:: EXERCISE PROMPT ::
Please rewrite the records below as a numbered list with one line per item, leaving out the blank lines.

## start RECORDS SHOWN

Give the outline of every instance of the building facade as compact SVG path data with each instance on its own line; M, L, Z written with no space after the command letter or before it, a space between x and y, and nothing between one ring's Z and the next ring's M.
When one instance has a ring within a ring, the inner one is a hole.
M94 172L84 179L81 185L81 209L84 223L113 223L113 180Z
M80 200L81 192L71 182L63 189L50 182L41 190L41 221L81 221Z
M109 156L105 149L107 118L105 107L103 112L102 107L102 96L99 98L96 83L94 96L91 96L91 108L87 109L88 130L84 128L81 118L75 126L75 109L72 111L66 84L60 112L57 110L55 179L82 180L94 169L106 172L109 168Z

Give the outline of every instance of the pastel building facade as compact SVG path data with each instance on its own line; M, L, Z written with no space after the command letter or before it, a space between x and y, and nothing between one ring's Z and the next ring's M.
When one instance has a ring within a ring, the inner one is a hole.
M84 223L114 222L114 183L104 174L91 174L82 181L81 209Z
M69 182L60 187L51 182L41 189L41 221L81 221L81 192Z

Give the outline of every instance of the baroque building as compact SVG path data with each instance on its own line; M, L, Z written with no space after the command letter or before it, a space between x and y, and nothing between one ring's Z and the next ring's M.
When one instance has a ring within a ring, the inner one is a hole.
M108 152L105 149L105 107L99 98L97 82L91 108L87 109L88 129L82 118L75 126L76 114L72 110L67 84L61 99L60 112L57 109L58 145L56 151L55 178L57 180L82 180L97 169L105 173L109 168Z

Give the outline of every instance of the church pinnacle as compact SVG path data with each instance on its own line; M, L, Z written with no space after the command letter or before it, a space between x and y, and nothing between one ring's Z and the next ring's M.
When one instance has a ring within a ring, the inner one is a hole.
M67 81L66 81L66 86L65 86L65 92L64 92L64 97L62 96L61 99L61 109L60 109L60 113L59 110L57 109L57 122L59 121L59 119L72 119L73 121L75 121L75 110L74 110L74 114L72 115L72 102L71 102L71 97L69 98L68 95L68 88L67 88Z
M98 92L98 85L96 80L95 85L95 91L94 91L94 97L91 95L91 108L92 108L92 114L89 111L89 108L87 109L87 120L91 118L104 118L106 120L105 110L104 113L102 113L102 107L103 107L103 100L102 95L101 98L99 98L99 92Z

## end RECORDS SHOWN

:: WRITTEN SOLUTION ::
1. Give the outline of every instance of the building facade as compact SVG path data with each instance on its own line; M, L, Z written with no space after the command letter or before it, a space between x and y, and nothing between one ring's Z and the next ring's M.
2. When one instance has a ring within a ring, the inner one is a hole.
3. M94 172L84 179L81 185L81 209L84 223L113 223L113 180Z
4. M80 200L81 192L71 182L63 189L50 182L41 190L41 221L81 221Z
5. M109 156L105 149L107 118L105 107L103 112L102 107L102 96L99 98L96 83L94 96L91 96L91 108L87 109L88 130L84 128L81 118L75 126L75 109L72 111L66 84L60 112L57 110L55 179L82 180L94 169L106 172L109 168Z
6. Give the outline of every instance of the pastel building facade as compact SVG path data with each instance on its own line; M, L, Z written with no space after the command letter or before it, a space between x and y, and nothing between one ring's Z and the next ring's M.
7. When one instance has a ring within a ring, the inner one is a hole.
8. M84 223L114 222L114 183L104 174L91 174L82 181L81 209Z
9. M69 182L60 187L51 182L41 189L41 221L81 221L81 192Z
10. Give the outline of every instance of the baroque building as compact SVG path data with each instance on its own line; M, L, Z written with no space after the command letter or before it, a space between x and y, and nothing between one ring's Z and the next ring's M.
11. When one instance has a ring within a ring, the inner one is a hole.
12. M108 152L105 149L105 107L99 98L97 82L91 108L87 109L88 129L82 118L75 126L76 114L72 110L67 84L61 99L60 112L57 109L58 145L56 151L55 178L57 180L82 180L97 169L105 173L109 168Z
13. Give the outline of every instance of the church pinnacle as compact SVG path data with each instance on its own line; M, L, Z written with no space after the command letter or before it, a space between x and y, and nothing between one ring's Z and the next ring's M.
14. When one instance has a ring within a ring, the inner one is a hole.
15. M67 81L66 81L66 86L65 86L65 92L64 92L64 97L62 96L61 99L61 109L60 109L60 113L59 110L57 109L57 122L59 121L59 119L72 119L73 121L75 121L75 110L74 110L74 114L72 115L72 102L71 102L71 97L69 98L68 95L68 88L67 88Z
16. M98 92L98 85L96 80L95 85L95 91L94 91L94 97L91 95L91 108L92 108L92 114L89 111L89 108L87 109L87 120L91 118L104 118L106 120L105 110L104 113L102 113L102 107L103 107L103 100L102 95L101 98L99 98L99 92Z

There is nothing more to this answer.